Instructions for the task: Beginning with the line that holds "Per instance of the white plaque" and ending with the last line below, repeat each line exactly, leaving any pictures out.

----- Input data -----

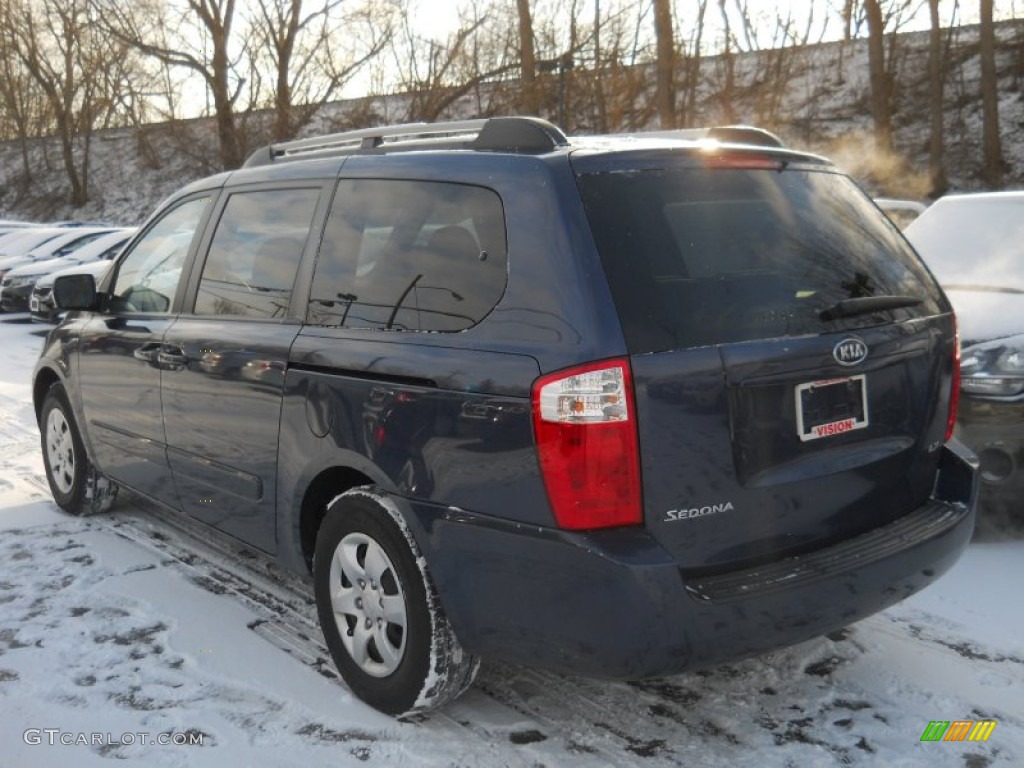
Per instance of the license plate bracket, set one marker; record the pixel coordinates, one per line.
(830, 407)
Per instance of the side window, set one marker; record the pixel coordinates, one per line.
(255, 253)
(148, 275)
(410, 255)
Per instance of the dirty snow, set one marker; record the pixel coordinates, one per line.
(131, 624)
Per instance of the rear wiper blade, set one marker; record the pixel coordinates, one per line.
(866, 305)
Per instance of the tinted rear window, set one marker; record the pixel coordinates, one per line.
(697, 256)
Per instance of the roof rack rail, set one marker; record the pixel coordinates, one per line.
(518, 134)
(734, 134)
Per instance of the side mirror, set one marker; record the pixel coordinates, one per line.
(75, 292)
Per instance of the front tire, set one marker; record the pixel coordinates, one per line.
(379, 611)
(77, 487)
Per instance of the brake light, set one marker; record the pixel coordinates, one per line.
(743, 161)
(954, 385)
(585, 427)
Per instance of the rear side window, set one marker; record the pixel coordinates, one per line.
(697, 256)
(410, 256)
(255, 253)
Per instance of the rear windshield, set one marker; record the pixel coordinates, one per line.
(696, 256)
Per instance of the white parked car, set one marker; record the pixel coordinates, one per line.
(93, 259)
(975, 246)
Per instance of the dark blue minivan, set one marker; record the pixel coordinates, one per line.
(620, 406)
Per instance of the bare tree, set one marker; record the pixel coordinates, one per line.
(170, 35)
(881, 85)
(991, 144)
(691, 67)
(56, 43)
(301, 39)
(666, 64)
(436, 73)
(936, 89)
(727, 90)
(527, 59)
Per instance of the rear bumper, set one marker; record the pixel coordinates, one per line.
(614, 604)
(994, 430)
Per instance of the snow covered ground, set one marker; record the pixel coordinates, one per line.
(132, 628)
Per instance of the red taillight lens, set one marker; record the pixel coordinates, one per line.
(954, 384)
(585, 426)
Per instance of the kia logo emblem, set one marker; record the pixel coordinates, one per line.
(850, 351)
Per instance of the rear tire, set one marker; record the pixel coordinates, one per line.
(379, 610)
(76, 485)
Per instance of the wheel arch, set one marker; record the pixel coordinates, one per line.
(328, 484)
(45, 378)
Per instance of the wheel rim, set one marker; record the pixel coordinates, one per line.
(369, 604)
(60, 451)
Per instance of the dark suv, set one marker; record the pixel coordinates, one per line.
(617, 407)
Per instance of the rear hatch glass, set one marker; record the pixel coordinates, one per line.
(698, 255)
(791, 354)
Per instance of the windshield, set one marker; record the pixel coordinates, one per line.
(697, 256)
(973, 242)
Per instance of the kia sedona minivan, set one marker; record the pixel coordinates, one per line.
(619, 407)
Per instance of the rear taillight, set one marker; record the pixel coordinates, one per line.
(954, 385)
(585, 425)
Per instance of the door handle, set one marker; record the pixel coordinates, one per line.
(172, 357)
(146, 353)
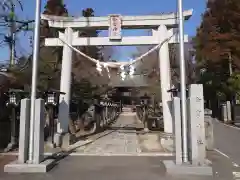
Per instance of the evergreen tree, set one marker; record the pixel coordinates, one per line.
(216, 41)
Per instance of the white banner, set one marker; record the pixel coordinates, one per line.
(115, 27)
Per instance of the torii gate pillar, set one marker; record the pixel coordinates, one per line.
(65, 85)
(165, 76)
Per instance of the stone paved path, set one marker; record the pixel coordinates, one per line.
(121, 138)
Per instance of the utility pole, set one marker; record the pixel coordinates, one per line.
(12, 35)
(183, 83)
(230, 63)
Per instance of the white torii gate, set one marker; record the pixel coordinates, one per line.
(162, 27)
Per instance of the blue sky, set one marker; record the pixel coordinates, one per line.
(123, 7)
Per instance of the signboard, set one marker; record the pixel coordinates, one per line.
(115, 27)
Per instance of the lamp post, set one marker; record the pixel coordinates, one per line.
(183, 82)
(34, 75)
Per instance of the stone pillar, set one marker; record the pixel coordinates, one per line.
(38, 153)
(65, 85)
(196, 134)
(176, 110)
(24, 131)
(164, 65)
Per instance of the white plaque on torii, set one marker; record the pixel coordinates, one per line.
(115, 27)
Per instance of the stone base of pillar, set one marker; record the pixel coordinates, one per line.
(188, 169)
(16, 167)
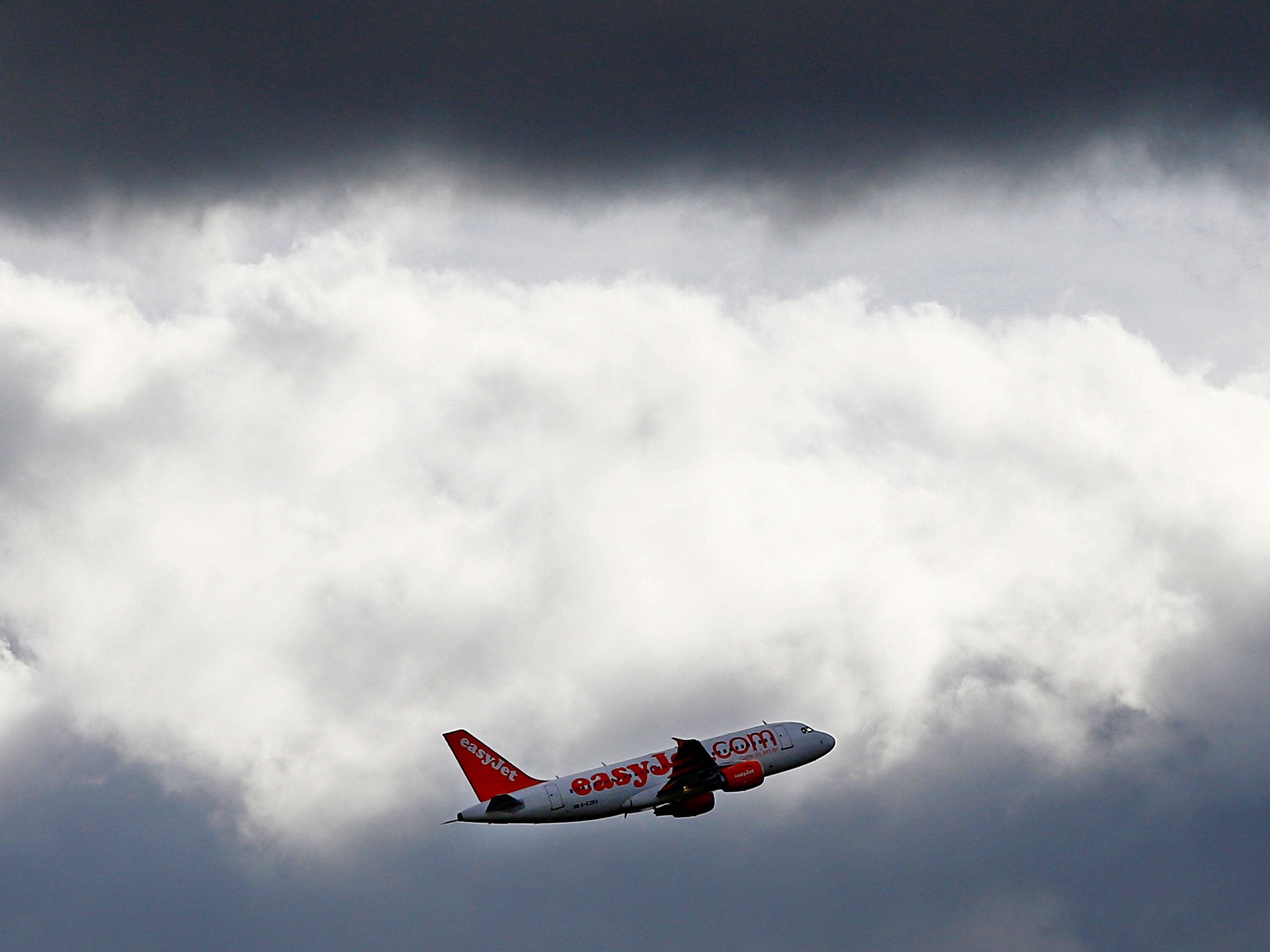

-----

Exercise output:
Per instance of the white plaque on torii, set one marker; record the pixel coordinates, one per line.
(115, 27)
Per instance of the stone base of pillar, set one marker; record the pixel coordinates, one per line.
(188, 169)
(16, 167)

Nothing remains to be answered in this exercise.